- [Text block]
______________________________

On Location at the Imaging and Coherence Beamline

Christoph – So we are at the Beamline I13 for Imaging and coherence, and the purpose is imaging on the micro and nanometre scale.

Meera - So we’re currently just out on the outdoor grounds of Diamond and the synchrotron is quite a distance away from us. We can see it, so we’re now about 150m or so away. So this beamline is quite unique in itself in that it’s located out of the light source, it’s at this distance, and the hutch over there is about 250m?

Christoph – That’s correct. The reason for doing so is we want to make use of the property of coherence of light and for doing so you have to have a.) a very small light source and b.) to be very far away to have a large, lateral coherent field and that’s exactly why we are so far away.

Meera - So what do you mean by coherence?

Christoph – Coherence is a property of light. Light might have different characters, one is the feature of being a light particle or light might be considered as a light wave and then in this case we talk about coherence light.

Meera - So by coherent light, you mean light in its wave-form, not particle?

Christoph – Correct

Meera - and how is a beam of light maintained at such a large distance? So we’re currently about halfway between the light source and the beamline hutch, so we’re about 150, maybe about 125m away. We are stood on top of concrete and below us, within this concrete, are the tubes in which the beam of light will be travelling. What happens at either end of this tube to keep this light travelling straight through?

Christoph – Ok, so at the beginning we have the light sources which are undulators and each undulator generates the x-rays and they are canted to each other in a slight angle and further they propagate on the beamline, the more they get separated and to increase further the separation we put some mirrors at the beginning of the beamline so that at the end, where we are standing here now, we have roughly a separation of 4 metres between the two different branches.

Meera - So you have 2 beams of light coming over the hutch here from the source?

Christoph – That’s correct, yes

Meera - So if we just move into the actual hutch now to see the type of research that can take place at this beamline. There are 2 hutches at this beamline; and imaging and a coherence one. We’ve come through to the imaging one, but what kind of imaging will take place here?

______________________________

(Stored data entries)
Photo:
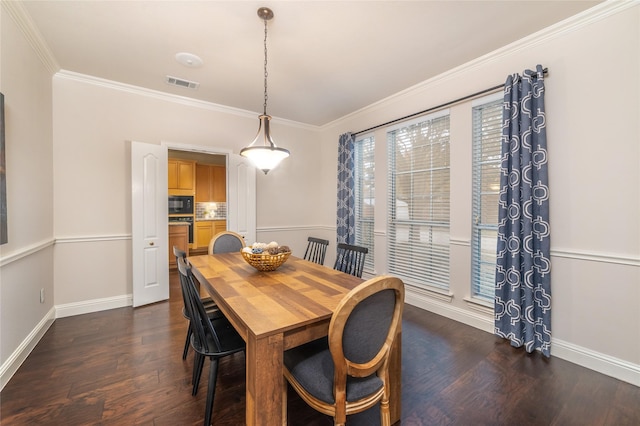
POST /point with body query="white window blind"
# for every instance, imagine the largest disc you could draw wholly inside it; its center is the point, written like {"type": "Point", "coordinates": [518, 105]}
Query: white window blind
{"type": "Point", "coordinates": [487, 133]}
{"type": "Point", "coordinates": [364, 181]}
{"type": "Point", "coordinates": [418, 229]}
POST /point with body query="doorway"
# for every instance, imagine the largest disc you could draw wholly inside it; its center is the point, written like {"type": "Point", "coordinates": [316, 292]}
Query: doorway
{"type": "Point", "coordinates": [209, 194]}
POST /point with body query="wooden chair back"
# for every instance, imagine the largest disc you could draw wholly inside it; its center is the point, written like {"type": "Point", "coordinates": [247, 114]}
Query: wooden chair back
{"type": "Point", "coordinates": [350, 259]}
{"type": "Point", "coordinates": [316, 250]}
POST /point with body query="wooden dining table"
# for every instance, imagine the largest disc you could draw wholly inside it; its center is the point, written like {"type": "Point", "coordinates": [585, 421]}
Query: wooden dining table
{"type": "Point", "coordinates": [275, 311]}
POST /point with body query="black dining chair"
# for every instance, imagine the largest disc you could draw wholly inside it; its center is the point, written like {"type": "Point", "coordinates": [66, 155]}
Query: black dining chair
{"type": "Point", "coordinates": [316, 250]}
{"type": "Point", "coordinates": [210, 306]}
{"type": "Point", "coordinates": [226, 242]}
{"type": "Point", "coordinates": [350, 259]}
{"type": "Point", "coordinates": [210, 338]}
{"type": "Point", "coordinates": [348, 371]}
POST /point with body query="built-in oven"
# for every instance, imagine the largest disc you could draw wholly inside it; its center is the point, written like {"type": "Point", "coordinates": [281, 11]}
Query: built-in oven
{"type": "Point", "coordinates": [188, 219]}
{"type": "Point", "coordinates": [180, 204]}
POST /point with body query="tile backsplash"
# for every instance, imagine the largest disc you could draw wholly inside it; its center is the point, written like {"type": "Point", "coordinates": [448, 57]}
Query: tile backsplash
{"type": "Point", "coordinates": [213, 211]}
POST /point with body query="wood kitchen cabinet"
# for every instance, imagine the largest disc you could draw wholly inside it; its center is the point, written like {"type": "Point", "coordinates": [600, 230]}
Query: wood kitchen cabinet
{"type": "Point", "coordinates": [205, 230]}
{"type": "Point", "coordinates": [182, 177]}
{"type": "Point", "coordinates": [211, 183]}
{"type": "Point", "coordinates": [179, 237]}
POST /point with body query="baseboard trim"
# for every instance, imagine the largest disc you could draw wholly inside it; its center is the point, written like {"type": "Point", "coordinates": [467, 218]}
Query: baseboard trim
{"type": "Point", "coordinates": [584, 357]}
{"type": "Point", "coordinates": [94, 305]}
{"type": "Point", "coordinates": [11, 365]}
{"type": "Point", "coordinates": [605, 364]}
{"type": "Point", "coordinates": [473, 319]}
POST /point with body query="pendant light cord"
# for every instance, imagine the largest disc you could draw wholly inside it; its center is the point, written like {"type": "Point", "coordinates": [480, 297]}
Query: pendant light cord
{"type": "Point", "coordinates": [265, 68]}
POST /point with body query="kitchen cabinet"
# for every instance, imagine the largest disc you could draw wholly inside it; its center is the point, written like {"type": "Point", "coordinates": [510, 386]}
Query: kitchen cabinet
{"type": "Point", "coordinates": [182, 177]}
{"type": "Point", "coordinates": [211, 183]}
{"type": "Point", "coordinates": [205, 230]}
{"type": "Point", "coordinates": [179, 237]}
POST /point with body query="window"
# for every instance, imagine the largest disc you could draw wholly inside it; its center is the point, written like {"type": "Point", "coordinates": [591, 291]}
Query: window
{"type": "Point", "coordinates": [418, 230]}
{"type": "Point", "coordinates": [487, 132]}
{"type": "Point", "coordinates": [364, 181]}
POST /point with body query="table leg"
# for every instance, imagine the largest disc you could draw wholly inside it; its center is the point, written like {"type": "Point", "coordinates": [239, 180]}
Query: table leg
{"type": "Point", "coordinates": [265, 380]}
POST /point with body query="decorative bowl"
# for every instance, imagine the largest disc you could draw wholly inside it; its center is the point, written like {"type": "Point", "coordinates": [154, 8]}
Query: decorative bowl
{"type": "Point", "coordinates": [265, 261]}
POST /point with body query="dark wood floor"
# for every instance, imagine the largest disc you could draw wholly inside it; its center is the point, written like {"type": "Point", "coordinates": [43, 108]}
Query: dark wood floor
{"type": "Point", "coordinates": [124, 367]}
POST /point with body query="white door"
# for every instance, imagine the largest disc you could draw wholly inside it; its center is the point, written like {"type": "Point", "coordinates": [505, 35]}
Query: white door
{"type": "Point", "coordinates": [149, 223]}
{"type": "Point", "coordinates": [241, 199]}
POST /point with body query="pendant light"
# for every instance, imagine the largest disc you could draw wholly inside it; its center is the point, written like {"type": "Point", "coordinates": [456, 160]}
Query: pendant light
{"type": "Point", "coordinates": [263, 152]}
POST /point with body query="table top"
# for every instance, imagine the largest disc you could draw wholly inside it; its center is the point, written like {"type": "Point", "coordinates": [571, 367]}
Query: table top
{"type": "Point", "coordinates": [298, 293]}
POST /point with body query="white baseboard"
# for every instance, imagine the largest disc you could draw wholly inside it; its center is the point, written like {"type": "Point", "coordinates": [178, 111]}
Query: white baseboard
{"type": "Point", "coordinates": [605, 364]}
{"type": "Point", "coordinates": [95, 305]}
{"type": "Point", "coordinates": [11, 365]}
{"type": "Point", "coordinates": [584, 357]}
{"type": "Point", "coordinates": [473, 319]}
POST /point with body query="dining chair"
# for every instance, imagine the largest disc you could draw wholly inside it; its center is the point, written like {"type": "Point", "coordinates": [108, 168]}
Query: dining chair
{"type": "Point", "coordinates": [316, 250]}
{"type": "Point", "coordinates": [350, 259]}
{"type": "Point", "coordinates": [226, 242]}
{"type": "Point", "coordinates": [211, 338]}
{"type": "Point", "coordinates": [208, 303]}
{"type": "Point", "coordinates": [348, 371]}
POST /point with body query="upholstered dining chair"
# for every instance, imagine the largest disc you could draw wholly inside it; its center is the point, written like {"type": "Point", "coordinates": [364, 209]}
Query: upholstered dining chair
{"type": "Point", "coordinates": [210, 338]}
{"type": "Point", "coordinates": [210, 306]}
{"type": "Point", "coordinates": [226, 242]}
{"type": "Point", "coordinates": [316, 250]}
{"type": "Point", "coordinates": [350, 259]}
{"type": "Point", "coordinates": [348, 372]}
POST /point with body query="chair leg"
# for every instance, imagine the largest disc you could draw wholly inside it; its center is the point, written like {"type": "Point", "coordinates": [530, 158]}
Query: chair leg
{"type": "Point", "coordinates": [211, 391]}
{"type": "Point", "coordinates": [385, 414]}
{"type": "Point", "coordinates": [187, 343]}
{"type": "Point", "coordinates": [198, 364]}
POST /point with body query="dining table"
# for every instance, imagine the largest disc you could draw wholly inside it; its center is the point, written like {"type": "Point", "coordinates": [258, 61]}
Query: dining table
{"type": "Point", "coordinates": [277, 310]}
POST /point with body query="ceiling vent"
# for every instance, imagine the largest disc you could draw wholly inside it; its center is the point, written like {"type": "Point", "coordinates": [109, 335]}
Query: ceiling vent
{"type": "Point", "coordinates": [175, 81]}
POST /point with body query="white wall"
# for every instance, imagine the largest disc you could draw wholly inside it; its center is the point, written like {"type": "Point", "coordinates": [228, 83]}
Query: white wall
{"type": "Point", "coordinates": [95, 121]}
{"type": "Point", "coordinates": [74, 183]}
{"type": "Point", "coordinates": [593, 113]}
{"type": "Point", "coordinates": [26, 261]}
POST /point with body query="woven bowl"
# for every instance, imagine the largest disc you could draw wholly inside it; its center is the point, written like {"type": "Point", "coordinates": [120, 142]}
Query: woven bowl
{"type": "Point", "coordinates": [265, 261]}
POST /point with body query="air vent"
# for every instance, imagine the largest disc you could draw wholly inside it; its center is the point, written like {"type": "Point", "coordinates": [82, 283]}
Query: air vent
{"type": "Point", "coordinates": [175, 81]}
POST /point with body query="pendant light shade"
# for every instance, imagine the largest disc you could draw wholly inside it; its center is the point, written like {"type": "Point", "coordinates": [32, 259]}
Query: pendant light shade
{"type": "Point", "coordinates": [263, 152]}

______________________________

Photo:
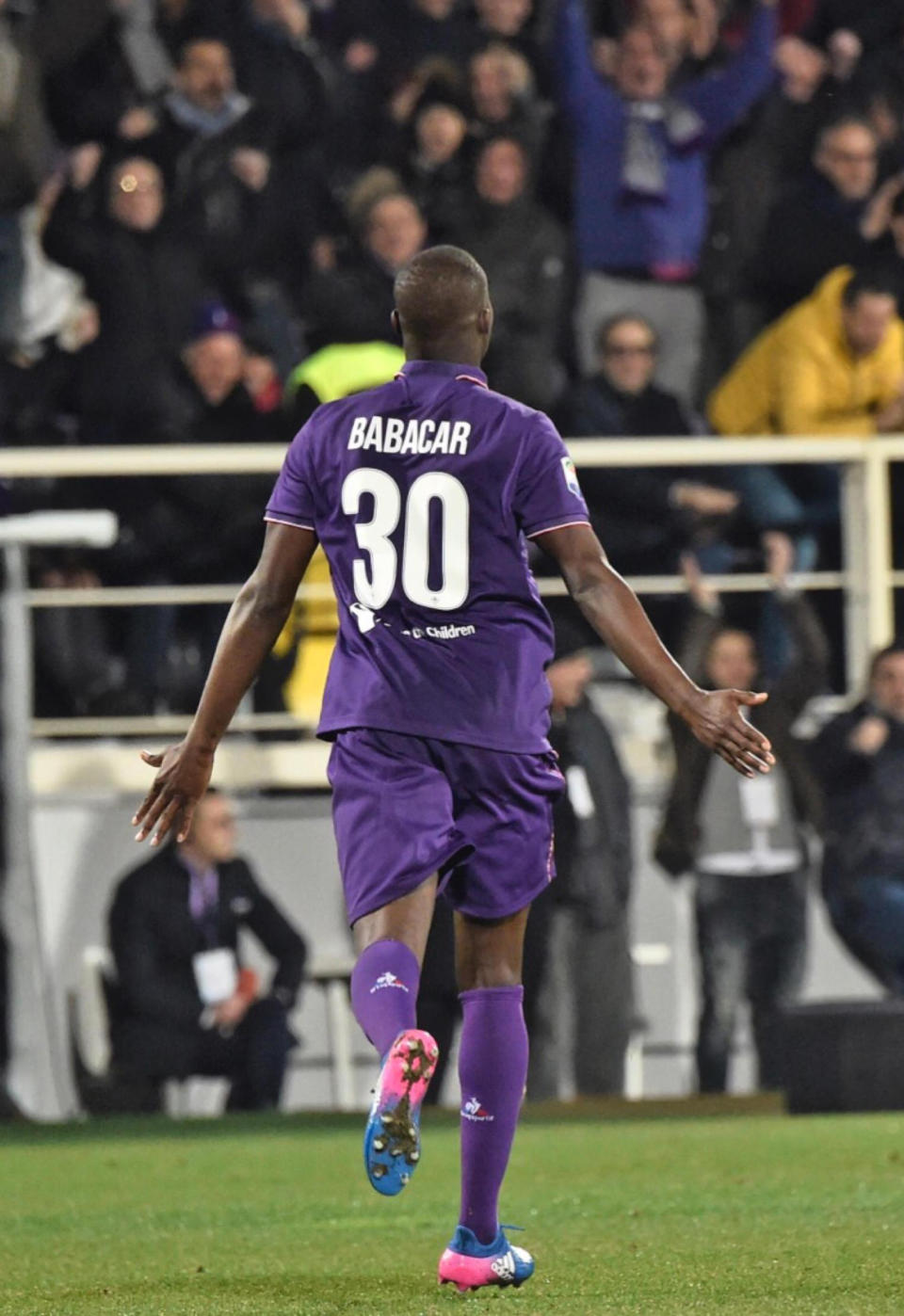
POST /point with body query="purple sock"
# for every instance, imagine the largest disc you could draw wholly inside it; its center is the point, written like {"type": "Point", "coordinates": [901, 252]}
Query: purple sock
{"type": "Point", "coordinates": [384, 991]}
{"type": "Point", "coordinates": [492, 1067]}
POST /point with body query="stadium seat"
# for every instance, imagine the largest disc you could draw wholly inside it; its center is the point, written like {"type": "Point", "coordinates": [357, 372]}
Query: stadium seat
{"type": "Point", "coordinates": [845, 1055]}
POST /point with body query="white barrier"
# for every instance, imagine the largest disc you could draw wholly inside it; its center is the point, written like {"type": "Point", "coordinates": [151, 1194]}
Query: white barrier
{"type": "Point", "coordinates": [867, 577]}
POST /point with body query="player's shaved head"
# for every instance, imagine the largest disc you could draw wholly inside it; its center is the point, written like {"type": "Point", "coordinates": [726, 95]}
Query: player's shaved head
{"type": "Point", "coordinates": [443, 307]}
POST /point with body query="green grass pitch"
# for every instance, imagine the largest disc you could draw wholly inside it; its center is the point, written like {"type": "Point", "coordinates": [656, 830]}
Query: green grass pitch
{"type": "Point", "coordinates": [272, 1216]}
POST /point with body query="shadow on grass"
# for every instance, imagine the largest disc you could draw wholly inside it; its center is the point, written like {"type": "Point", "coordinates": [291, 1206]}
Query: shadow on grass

______________________________

- [The problem] Duplicate the entire interview transcript about the imaging and coherence beamline word for word. Rely only on the text for what comes next.

- [Response]
On Location at the Imaging and Coherence Beamline

Christoph – So we are at the Beamline I13 for Imaging and coherence, and the purpose is imaging on the micro and nanometre scale.

Meera - So we’re currently just out on the outdoor grounds of Diamond and the synchrotron is quite a distance away from us. We can see it, so we’re now about 150m or so away. So this beamline is quite unique in itself in that it’s located out of the light source, it’s at this distance, and the hutch over there is about 250m?

Christoph – That’s correct. The reason for doing so is we want to make use of the property of coherence of light and for doing so you have to have a.) a very small light source and b.) to be very far away to have a large, lateral coherent field and that’s exactly why we are so far away.

Meera - So what do you mean by coherence?

Christoph – Coherence is a property of light. Light might have different characters, one is the feature of being a light particle or light might be considered as a light wave and then in this case we talk about coherence light.

Meera - So by coherent light, you mean light in its wave-form, not particle?

Christoph – Correct

Meera - and how is a beam of light maintained at such a large distance? So we’re currently about halfway between the light source and the beamline hutch, so we’re about 150, maybe about 125m away. We are stood on top of concrete and below us, within this concrete, are the tubes in which the beam of light will be travelling. What happens at either end of this tube to keep this light travelling straight through?

Christoph – Ok, so at the beginning we have the light sources which are undulators and each undulator generates the x-rays and they are canted to each other in a slight angle and further they propagate on the beamline, the more they get separated and to increase further the separation we put some mirrors at the beginning of the beamline so that at the end, where we are standing here now, we have roughly a separation of 4 metres between the two different branches.

Meera - So you have 2 beams of light coming over the hutch here from the source?

Christoph – That’s correct, yes

Meera - So if we just move into the actual hutch now to see the type of research that can take place at this beamline. There are 2 hutches at this beamline; and imaging and a coherence one. We’ve come through to the imaging one, but what kind of imaging will take place here?